Activities »
• 1. Please list every streak that the Grand Canyon baseball article mentions.
• 2. Write the next part of the Grand Canyon baseball article, picking up right after its final sentence.

Document section »
◆ ◆ ◆

One of Grand Canyon's stingiest pitching stretches ever has been hidden under the mask of one of the Lopes' most explosive hitting stretches ever.
GCU ended its longest streak of games with nine runs or more since 2015 on Tuesday, when a 6-2 win against Washington unveiled the Lopes' first four-game streak of holding opponents to two runs or fewer since 2013.
GCU, a team that ranks in the national top 25 for batting average and ERA, won its eighth consecutive game with senior left fielder
Tyler Wilson's third grand slam of the season and a five-arm outing that quieted the Huskies after they scored 39 runs in a weekend series at ASU.
With seven regular-season games remaining, the Lopes (30-18) have recorded their sixth consecutive 30-win campaign in full seasons.
"I feel awesome about the way this team is going," Wilson said. "It's going upward, for sure, with our pitching and our hitting. Our pitchers have been shutting down offenses. Our hitters have been lighting up that scoreboard. I hope we just keep doing what we do, and it should be a lot of fun going forward."

◆ ◆ ◆

Records shown »

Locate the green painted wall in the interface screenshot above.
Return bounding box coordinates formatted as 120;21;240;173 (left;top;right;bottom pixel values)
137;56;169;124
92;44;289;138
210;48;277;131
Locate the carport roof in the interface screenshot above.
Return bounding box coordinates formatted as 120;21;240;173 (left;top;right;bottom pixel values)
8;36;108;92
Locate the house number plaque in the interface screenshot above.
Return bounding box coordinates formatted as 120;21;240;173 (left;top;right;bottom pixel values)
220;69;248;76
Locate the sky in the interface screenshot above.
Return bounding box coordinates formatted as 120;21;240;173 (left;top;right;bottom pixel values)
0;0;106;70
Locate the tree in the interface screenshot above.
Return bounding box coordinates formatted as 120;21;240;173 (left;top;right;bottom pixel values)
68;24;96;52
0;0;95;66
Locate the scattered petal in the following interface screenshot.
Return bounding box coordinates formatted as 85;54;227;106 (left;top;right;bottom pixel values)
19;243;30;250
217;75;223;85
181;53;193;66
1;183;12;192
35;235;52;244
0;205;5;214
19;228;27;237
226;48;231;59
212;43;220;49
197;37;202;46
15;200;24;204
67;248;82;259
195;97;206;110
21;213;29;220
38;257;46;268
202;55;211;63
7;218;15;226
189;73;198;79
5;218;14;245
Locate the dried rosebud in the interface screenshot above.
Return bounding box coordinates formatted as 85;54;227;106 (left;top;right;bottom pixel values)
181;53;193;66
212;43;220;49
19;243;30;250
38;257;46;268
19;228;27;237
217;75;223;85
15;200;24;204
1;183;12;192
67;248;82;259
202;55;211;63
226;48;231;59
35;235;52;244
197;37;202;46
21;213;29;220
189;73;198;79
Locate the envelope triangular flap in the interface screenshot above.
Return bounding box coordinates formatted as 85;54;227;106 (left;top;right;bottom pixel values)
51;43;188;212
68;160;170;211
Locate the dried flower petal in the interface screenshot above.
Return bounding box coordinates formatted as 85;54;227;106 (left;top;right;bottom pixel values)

◆ ◆ ◆

Task responses »
• 1.
- GCU's longest streak of games with nine runs or more since 2015, which ended on Tuesday
- The Lopes' first four-game streak of holding opponents to two runs or fewer since 2013
- GCU's eighth consecutive win
- The Lopes' sixth consecutive 30-win campaign in full seasons

• 2.
GCU finished the season 5-5 against Pac-12 opponents with freshmen pitchers
Garrett Ahern and
Ben Smith combining for 5 1/3 innings with one run allowed. Senior
Carter Young returned from injury for his first work since April 12, and the back-end tandem of
Walter Quinn and
Nathan Ward closed with 2 2/3 shutout innings.
"The pitching staff has been phenomenal," Lopes head coach
Gregg Wallis said. "This was a great one because that's a good program over there. It's a regional team from last season. It was a great ballgame. I told the guys, 'That's what a postseason game feels like.' It was 1-1 into the sixth. We got a huge swing from
Tyler Wilson, but it was the pitching and the defense that kept us in the ballgame."
The Lopes had been limited to three hits over the first five innings and were tied 1-1 when sophomore
Emilio Barreras' single was sandwiched by walks to junior right fielder
Michael Diaz and freshman second baseman
Cooper Neville.

With two outs, Wilson worked a 2-0 count before he ripped a high fastball 390 feet over the right-center wall for a 5-1 lead and his second grand slam in four days. He also hit a slam on Feb. 25 against Nebraska and has four for his career with his first career home run being a grand slam.
"I'm just getting in good hitter's counts and switching at good pitches and not missing them," Wilson said. "With 2-0 and 3-1, a good hitter's count, we've been talking all year to stay disciplined and not just swing because it's a hitter's count. I was looking for one pitch, one spot. I got that pitch and I didn't miss it."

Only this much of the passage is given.